**PAGE:**
========

I planned to return to California---My father was once again looking for a job----

Neither one of those happened-----------------------------


----------



## mikeswoods (Jun 14, 2013)

I needed to build a nest egg,so I got a job in a warehouse---fork lifts are fun to drive!

My father was not having a good time----at his age no one wanted him---the job offers he did get were insulting.

I never saw his spirits so low---the shop was gone for nearly a year --my nest egg was getting bigger and I was starting to plan my return.

That is when he approached me about going into business with him as an 50/50 partner in the off premise catering business.

I had not left soon enough--and needed to think this one through.


----------



## mikeswoods (Jun 14, 2013)

We agreed on a business plan----I was hoping for a simpler business that was aimed at corporate customers--

The drama of weddings and home parties gets real tiresome--The selling time involved to land a corporate account is about the same as that involved with a home customer---and the return is greater---

My father had been busy before he spoke to me---not only were almost all of our old customers still interested in doing business with us---one of them had built an addition to their facility and had space to rent---the location was ideal---near the two major highways that led to the north and south corporate corridors---making delivery times rather efficient.

A simple ,efficient ,no frills shop was set up---office---kitchen/scullery---equipment room and garage---

Staff? Our old supervisors from the original place were still available---I cooked and my father manned the phones.

Marketing became a big focus----------

Anyone want more?


----------



## flipflopgirl (Jun 27, 2012)

I made the worst of rookie mistakes Thursday nite.

Forgot an order.

A small one (2 doz strawberry macs and a chocolate torte) but still....

I have continued to bake for a select few of my oldtimers (the ones that will do without if I am not available...the ones that kept coming even if they only had the extra cash for a pan of brownies) and she called Thurs pm asking if she could pick up her order Friday am.

eek!

What order?

I had to admit the bumble if for no other reason than to actually write up what she requested.

She lolololed and reminded me that a month ago we ran into each other at the cleaners and we talked about her Vday party (for all her single lady friends) and she was not surprised...as I never wrote it down.

Anyway back to the mistake (forgotten order was a wee matter easily corrected) came home and pulled the ingredients together...

I had to make a torte for my sweetie so just doubled up and got them in the oven.

Next prepped all the mac ingredients (grind and sift and measure and whisk) prep the sheet pans and collect piping tools.

Still had time so also prepped the ganache and raspberry puree and the glaze.

Pulled tortes to a cooling rack and as the oven had to cool to 300 for the macs turned it off.

On to the almond batter!

Whisked and sweetened and colored and flavored and folded.

Piped let cure then popped into the oven.

Set the time for halfway so the pans could be rotated.

Okay boys and girls.....did you catch my mistake?

mimi


----------



## flipflopgirl (Jun 27, 2012)

Well the timer went off and I proceeded to the oven to rotate the pans.

Saw the shells had spread.

Curious.

========

[Stored dataset items]
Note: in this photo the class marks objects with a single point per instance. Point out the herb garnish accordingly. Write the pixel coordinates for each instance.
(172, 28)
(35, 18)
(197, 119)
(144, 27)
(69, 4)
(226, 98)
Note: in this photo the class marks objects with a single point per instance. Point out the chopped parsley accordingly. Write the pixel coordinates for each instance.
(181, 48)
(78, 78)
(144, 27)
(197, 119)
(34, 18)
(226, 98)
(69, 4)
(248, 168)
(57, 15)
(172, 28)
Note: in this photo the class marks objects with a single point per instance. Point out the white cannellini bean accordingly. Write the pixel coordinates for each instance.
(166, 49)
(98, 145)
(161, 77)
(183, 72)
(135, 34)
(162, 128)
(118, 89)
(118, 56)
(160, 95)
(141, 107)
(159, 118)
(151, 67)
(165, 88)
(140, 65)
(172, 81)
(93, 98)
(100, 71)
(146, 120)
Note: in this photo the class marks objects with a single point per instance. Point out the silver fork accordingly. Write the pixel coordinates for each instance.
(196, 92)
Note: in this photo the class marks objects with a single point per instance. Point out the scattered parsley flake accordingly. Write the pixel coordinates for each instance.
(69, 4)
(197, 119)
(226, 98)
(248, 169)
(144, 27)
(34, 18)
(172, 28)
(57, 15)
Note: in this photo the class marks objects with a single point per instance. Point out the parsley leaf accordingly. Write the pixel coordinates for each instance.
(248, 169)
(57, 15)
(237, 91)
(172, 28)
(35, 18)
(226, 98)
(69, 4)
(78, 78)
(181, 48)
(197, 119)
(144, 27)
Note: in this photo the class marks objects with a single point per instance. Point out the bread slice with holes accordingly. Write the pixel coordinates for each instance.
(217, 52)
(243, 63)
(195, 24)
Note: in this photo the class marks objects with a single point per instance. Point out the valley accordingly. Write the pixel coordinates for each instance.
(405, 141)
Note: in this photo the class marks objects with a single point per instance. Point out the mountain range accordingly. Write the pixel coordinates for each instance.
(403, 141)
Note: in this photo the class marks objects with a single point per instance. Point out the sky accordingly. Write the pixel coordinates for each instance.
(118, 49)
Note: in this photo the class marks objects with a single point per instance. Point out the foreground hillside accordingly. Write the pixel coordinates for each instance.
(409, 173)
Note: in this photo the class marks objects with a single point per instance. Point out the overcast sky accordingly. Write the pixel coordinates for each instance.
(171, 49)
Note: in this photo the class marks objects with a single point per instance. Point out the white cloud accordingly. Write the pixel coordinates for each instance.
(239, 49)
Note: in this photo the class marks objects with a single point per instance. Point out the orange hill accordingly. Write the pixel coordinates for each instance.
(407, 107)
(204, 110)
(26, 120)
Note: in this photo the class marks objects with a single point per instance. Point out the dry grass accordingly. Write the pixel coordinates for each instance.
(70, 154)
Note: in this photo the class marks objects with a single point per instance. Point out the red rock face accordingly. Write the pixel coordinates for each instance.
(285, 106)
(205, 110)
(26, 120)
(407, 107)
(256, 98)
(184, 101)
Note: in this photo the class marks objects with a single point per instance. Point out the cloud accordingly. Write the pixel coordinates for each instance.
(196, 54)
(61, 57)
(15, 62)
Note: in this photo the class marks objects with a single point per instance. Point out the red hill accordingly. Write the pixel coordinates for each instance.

========

**EXERCISES:**
1. Answer these questions from the forum thread:
(a) What kind of place did the poster get a job in to build a nest egg?
(b) What share of the off premise catering business did the father offer in the proposed partnership?
(c) What did the forgotten order consist of?
2. Write the next part of the forum thread, starting after the final line, "Curious."
The records were drawn from a different source than the forum thread.

**RESPONSES FOR EACH TASK:**
1.
(a) A warehouse.
(b) A 50/50 partnership.
(c) Two dozen strawberry macs and a chocolate torte.

2.
The oven was still cold.

Yep...never turned it back on.

D##n it to heck!

Set the oven to a fast preheat but left the pans in there just in case....

Remade the shells...measure and grind and whisk and sift and color and flavor and fold and pipe onto the prepped sheet pans pulled the by now cooked thru really wide and flat mac shells and placed the fresh pert ones in to bake and set the timer for halfway in order to rotate pans.

Deja vu lol.

Moral of story?

IDK...maybe that the ugliest macarons are also the tastiest?

Really!

Were the best I ever baked...IMO.

mimi


----------



## mikeswoods (Jun 14, 2013)

I'm hungry---that sounds so good-----


----------



## triddick1 (Feb 1, 2014)

@flipflopgirl Moral of the story---You made so many you're sharing with all of us? Maybe? One can hope. 

@Mikeswoods Keep it coming. How did the catering take off?


----------



## triddick1 (Feb 1, 2014)

@Meezenplaz Do I hear a memoir in the making?


----------



## meezenplaz (Jan 31, 2012)

Well I certainly have a lot of stories.... hmm how many does it take to make a WHOLE memoir? /img/vbsmilies/smilies/crazy.gif


----------



## mikeswoods (Jun 14, 2013)

I was starting to get bored by my long story---

How about I change tactics and get to what worked?

The new shop worked fine --marketing became the main focus for the first two years---

We had plenty of Yellow page adds---in today world--a top notch web site would be the ticket--

We concentrated on businesses--lots of meetings---self service---we did set up the buffets and included everything--

the bigger the corporation the better--IBM,Xerox,Intel and the like---you see,those companies have multiple offices ,so one sale often led to several new accounts.

Almost all of them had open accounts---so you need to wait 30 days for pay---

We averaged 14 to 17 meetings per week day---

Business open houses---Most were rather fancy cocktail parties---some were cook outs---all were profitable and fully served--

You better get to know the in's and out's of this type of promotional party---I've seen some of these go very wrong---

Major company celebrations---often an anniversary party---------

These were often the largest and most memorable---with decorating ---buses to haul guests---big guest counts--exotic locations--

These affairs are frequently over 1000 guests---we had one cable company will 2200--a shipper with 7200---

There better be some good people working for you--and dependable suppliers---

Company picnics-----the most profitable single type of party we did-----we did 4 or more on a typical summer week end--

80 guest minimum--average was 200 guests--some were in the 1000s

Fund raising parties----usually a formal dinner---some times a 'show off' theme party---

Beware---these are often a 'party by committee'--trying to get these people to agree on something is worse than attending a condo association meeting.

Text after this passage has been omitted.